Lendo sobre a coreógrafa alemã Pina Bausch, que faleceu na semana passada, fui parar em Mali, no norte da África, e conheci Malick Sidibé. Ele é um dos mais conceituados fotógrafos africanos, ganhador de prêmios importantes e recentes da fotografia mundial, como o Leão de Ouro da Biennale di Venezia, em 2007, e o prêmio máximo do Photoespaña do ano passado. Ao contrário do que se pode estar pensando, os artistas não possuem nenhuma relação direta; a referência ao fotógrafo, no texto sobre a Pina Bausch, remontava ao movimento que as obras de ambos apresentam.
Oriundo de um continente financeiramente pobre e de cultura riquíssima, Malick não retratou as mazelas do seu país; ao contrário, inspirou-se na alegria do seu povo. Tal característica rendeu a ele, no Brasil, a alcunha de “antípoda de Sebastião Salgado”, pois segundo o fotógrafo malinês, “fotografia é juventude e alegria”. Não pretendo tecer comentários acerca das particularidades das obras de cada um deles, nem mesmo fazer deste texto uma apologia contrária ao estilo de fotografar do brasileiro, que também me comove, de outra maneira, claro.
Mali é um dos países mais pobres da África, com o terceiro pior Índice de Desenvolvimento Humano (IDH) do mundo e cuja expectativa de vida não chega aos cinqüenta anos. Como muitos do seu país, que possui taxa de analfabetismo superior a setenta por cento (!), Malick não freqüentou a escola, mas passou as décadas de 1960 e 1970 dedicando-se a um estúdio fotográfico com o seu nome (Studio Malick). Talvez, por tudo isso, ele tenha dedicado-se a retratar os sorrisos malineses, como forma de evadir-se da miséria que assolava o seu povo e de contemplar a beleza daquelas pessoas.

## Itens armazenados do conjunto de dados
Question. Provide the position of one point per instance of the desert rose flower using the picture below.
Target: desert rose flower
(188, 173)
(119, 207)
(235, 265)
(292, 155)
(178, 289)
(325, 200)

## Conjunto de exercícios
1) Traduza para o inglês esta frase do texto sobre Malick Sidibé: “Mali é um dos países mais pobres da África, com o terceiro pior Índice de Desenvolvimento Humano (IDH) do mundo e cuja expectativa de vida não chega aos cinqüenta anos.”
2) Reescreva o trecho do texto sobre Malick Sidibé de “Lendo sobre a” a “de ambos apresentam.”, substituindo “coreógrafa” por “bailarina”.
3) Prossiga com o texto sobre Malick Sidibé a partir do ponto em que ele termina.

## Resultados
1) Mali is one of the poorest countries in Africa, with the third-worst Human Development Index (HDI) in the world and a life expectancy that does not reach fifty years.

2)
Lendo sobre a bailarina alemã Pina Bausch, que faleceu na semana passada, fui parar em Mali, no norte da África, e conheci Malick Sidibé. Ele é um dos mais conceituados fotógrafos africanos, ganhador de prêmios importantes e recentes da fotografia mundial, como o Leão de Ouro da Biennale di Venezia, em 2007, e o prêmio máximo do Photoespaña do ano passado. Ao contrário do que se pode estar pensando, os artistas não possuem nenhuma relação direta; a referência ao fotógrafo, no texto sobre a Pina Bausch, remontava ao movimento que as obras de ambos apresentam.

3)
Com câmeras, certamente, rústicas, Malick fotografou o cotidiano da cidade de Bamako, capital de Mali, retratando muito da moda do seu povo. Sem utilizar-se dos ensinamentos bressonianos, afinal trata-se de um retratista de estúdio, ele conseguia deixar seus modelos muito à vontade, a ponto de suas expressões transmitirem que era exatamente daquele jeito que eles queriam estar. As fotos de Malick transformam o colorido africano em preto e branco, algo que eu não conseguia conceber antes de conhecer seus retratos. O colorido da África é algo que realmente me encanta (!), mas o fotógrafo não pôde ou não quis retratá-lo e, ainda assim, suas fotos não me pedem cor e mostram-se exatamente como deviam ser.
2 comentários:
É engraçado que quando estamos falando de África, falamos como se o continente fosse uma unidade, seja territorial, seja étnica. Entretanto, sabemos que não é assim, mas continuamos com esse vício.
Outro fotógrafo que marcou com suas fotos que também pretendiam retratar o cotidiano da população foi Pierre Verger. Há fotos sensacionais, também em preto e branco.
Com relação à África, outra coisa também é "engraçada". Pensar África, é imaginar um cenário de cores, animais exóticos, safaris. Propositalmente, o Malick Sidibé leva seus apreciadores ao estranhamento com suas fotografias em preto e branco, fazendo-nos refletir sobre o imaginário que temos do continente.
Abraço.
É engraçado mesmo. Lembro que ao assistir a Olhar Estrangeiro ri e, por vezes, senti raiva do estereótipo que criam do nosso país e agora estou, de certa forma (infelizmente) e inconscientemente, contribuindo para a perduração de outro senso comum. Isso me remonta ao pensamento que tive hoje cedo. Esperando o ônibus, vi, com estranhamento, uma mulher dirigindo uma moto (cena comum, atualmente) e levando uma amiga de carona (cena que eu ainda não tinha visto). Ora, é incoerente uma mulher que se acha defensora dos direitos femininos sentir estranhamento ao ver tal cena. Enfim, somos filhos de uma sociedade extremamente patriarcal e isso deve explicar alguma coisa.
Abraços,
Gabriela.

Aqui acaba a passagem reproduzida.